**TASK INSTRUCTIONS**
Your job is to transcribe the material exactly, every line included.

**STUDY MATERIAL**
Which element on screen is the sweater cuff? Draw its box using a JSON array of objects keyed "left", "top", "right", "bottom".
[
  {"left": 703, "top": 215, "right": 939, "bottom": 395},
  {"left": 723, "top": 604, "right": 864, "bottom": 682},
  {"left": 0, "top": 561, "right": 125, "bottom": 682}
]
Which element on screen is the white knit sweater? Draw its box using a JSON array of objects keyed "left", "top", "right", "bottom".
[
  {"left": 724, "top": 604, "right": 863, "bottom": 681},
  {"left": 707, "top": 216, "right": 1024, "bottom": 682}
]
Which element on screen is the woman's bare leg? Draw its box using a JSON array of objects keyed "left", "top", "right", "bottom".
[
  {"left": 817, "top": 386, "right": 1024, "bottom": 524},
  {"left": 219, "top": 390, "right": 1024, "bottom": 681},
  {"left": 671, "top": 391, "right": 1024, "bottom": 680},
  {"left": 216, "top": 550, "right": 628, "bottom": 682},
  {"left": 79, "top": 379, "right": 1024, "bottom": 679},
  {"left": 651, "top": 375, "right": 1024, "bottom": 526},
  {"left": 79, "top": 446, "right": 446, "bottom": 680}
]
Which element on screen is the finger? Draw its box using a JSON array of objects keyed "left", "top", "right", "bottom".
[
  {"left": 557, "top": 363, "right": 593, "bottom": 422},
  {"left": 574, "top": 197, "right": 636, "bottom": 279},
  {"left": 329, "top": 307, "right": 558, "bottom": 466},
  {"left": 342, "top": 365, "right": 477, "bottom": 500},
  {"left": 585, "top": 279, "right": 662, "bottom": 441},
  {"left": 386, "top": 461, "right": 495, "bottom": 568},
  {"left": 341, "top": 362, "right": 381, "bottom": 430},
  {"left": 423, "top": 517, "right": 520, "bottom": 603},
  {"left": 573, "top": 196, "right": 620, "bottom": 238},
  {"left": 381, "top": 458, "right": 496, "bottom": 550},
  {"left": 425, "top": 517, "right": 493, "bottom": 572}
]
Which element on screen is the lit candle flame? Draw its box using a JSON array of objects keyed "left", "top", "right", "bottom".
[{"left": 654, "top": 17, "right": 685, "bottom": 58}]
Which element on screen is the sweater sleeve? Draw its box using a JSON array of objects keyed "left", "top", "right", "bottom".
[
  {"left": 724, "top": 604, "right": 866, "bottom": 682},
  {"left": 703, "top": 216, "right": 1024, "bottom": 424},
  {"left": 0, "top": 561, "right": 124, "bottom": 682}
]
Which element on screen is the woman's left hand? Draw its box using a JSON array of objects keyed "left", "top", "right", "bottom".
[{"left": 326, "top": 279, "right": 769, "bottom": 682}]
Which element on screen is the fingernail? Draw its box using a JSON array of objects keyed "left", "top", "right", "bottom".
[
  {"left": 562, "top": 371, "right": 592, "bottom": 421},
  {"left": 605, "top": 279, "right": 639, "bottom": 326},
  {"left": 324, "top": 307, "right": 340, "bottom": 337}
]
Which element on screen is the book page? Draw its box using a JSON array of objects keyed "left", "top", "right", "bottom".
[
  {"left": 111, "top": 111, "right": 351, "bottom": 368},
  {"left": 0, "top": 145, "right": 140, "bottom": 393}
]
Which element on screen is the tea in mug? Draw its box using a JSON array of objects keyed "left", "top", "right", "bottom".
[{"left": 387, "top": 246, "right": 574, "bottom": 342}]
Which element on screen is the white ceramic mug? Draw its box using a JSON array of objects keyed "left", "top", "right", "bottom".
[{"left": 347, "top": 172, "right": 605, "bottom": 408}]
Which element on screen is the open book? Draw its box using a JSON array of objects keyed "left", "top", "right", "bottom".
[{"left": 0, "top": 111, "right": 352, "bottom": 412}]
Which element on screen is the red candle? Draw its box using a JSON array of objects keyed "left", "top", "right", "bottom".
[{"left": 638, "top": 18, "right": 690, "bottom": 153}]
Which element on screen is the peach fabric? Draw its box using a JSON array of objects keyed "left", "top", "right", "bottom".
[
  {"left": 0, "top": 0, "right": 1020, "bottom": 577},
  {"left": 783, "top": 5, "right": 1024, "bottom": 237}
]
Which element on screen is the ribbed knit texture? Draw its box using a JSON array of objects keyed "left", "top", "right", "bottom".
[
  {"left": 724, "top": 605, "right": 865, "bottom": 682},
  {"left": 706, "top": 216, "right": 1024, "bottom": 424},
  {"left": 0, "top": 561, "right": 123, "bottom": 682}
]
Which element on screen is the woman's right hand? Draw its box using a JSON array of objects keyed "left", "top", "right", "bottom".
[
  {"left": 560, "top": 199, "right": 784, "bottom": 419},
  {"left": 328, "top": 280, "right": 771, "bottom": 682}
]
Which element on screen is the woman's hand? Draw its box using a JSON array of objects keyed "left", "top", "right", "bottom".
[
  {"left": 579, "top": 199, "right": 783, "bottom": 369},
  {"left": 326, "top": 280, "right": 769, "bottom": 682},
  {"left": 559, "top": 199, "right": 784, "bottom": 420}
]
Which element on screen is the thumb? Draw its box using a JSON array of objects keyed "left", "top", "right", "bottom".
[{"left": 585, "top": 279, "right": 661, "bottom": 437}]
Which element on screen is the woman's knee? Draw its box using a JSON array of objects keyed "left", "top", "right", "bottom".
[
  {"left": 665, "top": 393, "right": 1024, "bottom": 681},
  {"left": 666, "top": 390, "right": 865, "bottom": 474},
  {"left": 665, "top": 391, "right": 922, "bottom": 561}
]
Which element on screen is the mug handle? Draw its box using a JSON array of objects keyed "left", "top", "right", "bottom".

**ANSWER TO THE EXERCISE**
Which element on screen is the sweater cuff? Draw its box using a JSON array of objects keyed "left", "top", "right", "bottom".
[
  {"left": 703, "top": 215, "right": 939, "bottom": 395},
  {"left": 723, "top": 604, "right": 864, "bottom": 682},
  {"left": 0, "top": 561, "right": 125, "bottom": 682}
]
Which element on screen is the white knit sweater? Draw its box using a JSON array of objects keyed "left", "top", "right", "bottom".
[
  {"left": 724, "top": 604, "right": 863, "bottom": 681},
  {"left": 707, "top": 216, "right": 1024, "bottom": 682}
]
Which element on screen is the woman's bare leg? Draw its box using a JSON array of objects keyed "left", "top", "right", "bottom".
[
  {"left": 817, "top": 386, "right": 1024, "bottom": 524},
  {"left": 219, "top": 390, "right": 1024, "bottom": 681},
  {"left": 671, "top": 391, "right": 1024, "bottom": 680},
  {"left": 216, "top": 550, "right": 628, "bottom": 682},
  {"left": 79, "top": 379, "right": 1024, "bottom": 679},
  {"left": 651, "top": 375, "right": 1024, "bottom": 526},
  {"left": 79, "top": 446, "right": 446, "bottom": 680}
]
Which element on screen is the finger? Draw its box using a JSON array of objects keyed "left", "top", "right", "bottom".
[
  {"left": 557, "top": 363, "right": 593, "bottom": 422},
  {"left": 574, "top": 197, "right": 636, "bottom": 279},
  {"left": 329, "top": 307, "right": 558, "bottom": 466},
  {"left": 342, "top": 365, "right": 477, "bottom": 500},
  {"left": 585, "top": 279, "right": 662, "bottom": 441},
  {"left": 386, "top": 461, "right": 495, "bottom": 568},
  {"left": 341, "top": 362, "right": 381, "bottom": 430},
  {"left": 423, "top": 517, "right": 520, "bottom": 603},
  {"left": 573, "top": 196, "right": 620, "bottom": 238},
  {"left": 381, "top": 458, "right": 496, "bottom": 550},
  {"left": 425, "top": 517, "right": 493, "bottom": 572}
]
Which element on screen is the lit candle flame? Draw its box using a JSON array of objects keyed "left", "top", "right", "bottom".
[{"left": 654, "top": 17, "right": 685, "bottom": 58}]
Which element on screen is the sweater sleeve? Draw its box using a JSON array of objects keyed "left", "top", "right", "bottom".
[
  {"left": 724, "top": 604, "right": 866, "bottom": 682},
  {"left": 703, "top": 216, "right": 1024, "bottom": 424},
  {"left": 0, "top": 561, "right": 124, "bottom": 682}
]
Which element on screen is the woman's left hand? Draw its box using a JSON array of objects keyed "left", "top", "right", "bottom".
[{"left": 326, "top": 279, "right": 769, "bottom": 682}]
Which element on screen is the fingernail? Draw its box using a JSON array of objects keyed "left", "top", "right", "bottom".
[
  {"left": 562, "top": 371, "right": 592, "bottom": 421},
  {"left": 605, "top": 279, "right": 639, "bottom": 326},
  {"left": 324, "top": 307, "right": 340, "bottom": 337}
]
Which element on screen is the book page? Draw its box using a JSON array of objects keyed "left", "top", "right", "bottom".
[
  {"left": 111, "top": 111, "right": 351, "bottom": 368},
  {"left": 0, "top": 145, "right": 140, "bottom": 393}
]
Which element on screen is the tea in mug? Draw its box using a JSON array of objects keyed "left", "top", "right", "bottom".
[{"left": 387, "top": 246, "right": 574, "bottom": 342}]
Which element on screen is the white ceramic mug? Draw its box using a JSON array of objects keyed "left", "top", "right", "bottom".
[{"left": 347, "top": 172, "right": 605, "bottom": 408}]
Which element on screen is the open book? Draw its box using a JSON array of objects keyed "left", "top", "right", "bottom".
[{"left": 0, "top": 111, "right": 352, "bottom": 412}]
Which element on screen is the red candle? Draw its box using a JSON array of objects keyed "left", "top", "right", "bottom".
[{"left": 638, "top": 18, "right": 690, "bottom": 153}]
Which element on screen is the peach fabric? Draw its box using a JSON array of objects keyed "left", "top", "right", "bottom".
[
  {"left": 0, "top": 0, "right": 1020, "bottom": 577},
  {"left": 783, "top": 5, "right": 1024, "bottom": 237}
]
Which element on screen is the ribbed knit texture? Draw its box using a JSON array of objects keyed "left", "top", "right", "bottom".
[
  {"left": 724, "top": 605, "right": 865, "bottom": 682},
  {"left": 706, "top": 216, "right": 1024, "bottom": 424},
  {"left": 0, "top": 561, "right": 123, "bottom": 682}
]
Which element on screen is the woman's right hand? Draw its box using a JSON array of objects keyed "left", "top", "right", "bottom".
[
  {"left": 560, "top": 199, "right": 784, "bottom": 419},
  {"left": 328, "top": 280, "right": 771, "bottom": 682}
]
Which element on screen is the woman's hand? Draw its box using a JSON array of objects keyed "left", "top", "right", "bottom".
[
  {"left": 579, "top": 199, "right": 783, "bottom": 369},
  {"left": 326, "top": 280, "right": 769, "bottom": 682},
  {"left": 559, "top": 199, "right": 784, "bottom": 420}
]
Which element on screen is the thumb? Draw its box using a JSON array of objects keyed "left", "top", "right", "bottom".
[{"left": 585, "top": 279, "right": 661, "bottom": 437}]
Which element on screen is the woman's knee? Draw its box using a JSON array of objects keyed "left", "top", "right", "bottom".
[
  {"left": 665, "top": 393, "right": 1024, "bottom": 681},
  {"left": 666, "top": 390, "right": 865, "bottom": 474},
  {"left": 665, "top": 391, "right": 922, "bottom": 561}
]
Which element on screen is the mug handle? Draw its box using a JSON array of objects keyed "left", "top", "right", "bottom".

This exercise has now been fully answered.